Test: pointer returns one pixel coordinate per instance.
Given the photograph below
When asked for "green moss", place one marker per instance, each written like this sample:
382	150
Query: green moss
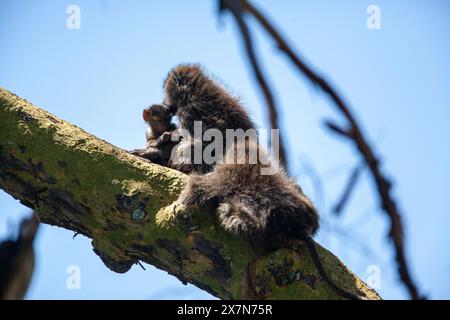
107	184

» **Assignment**
Looking at the entries above, find how many lines include the word "instance" and write that number alone.

» **Output below**
2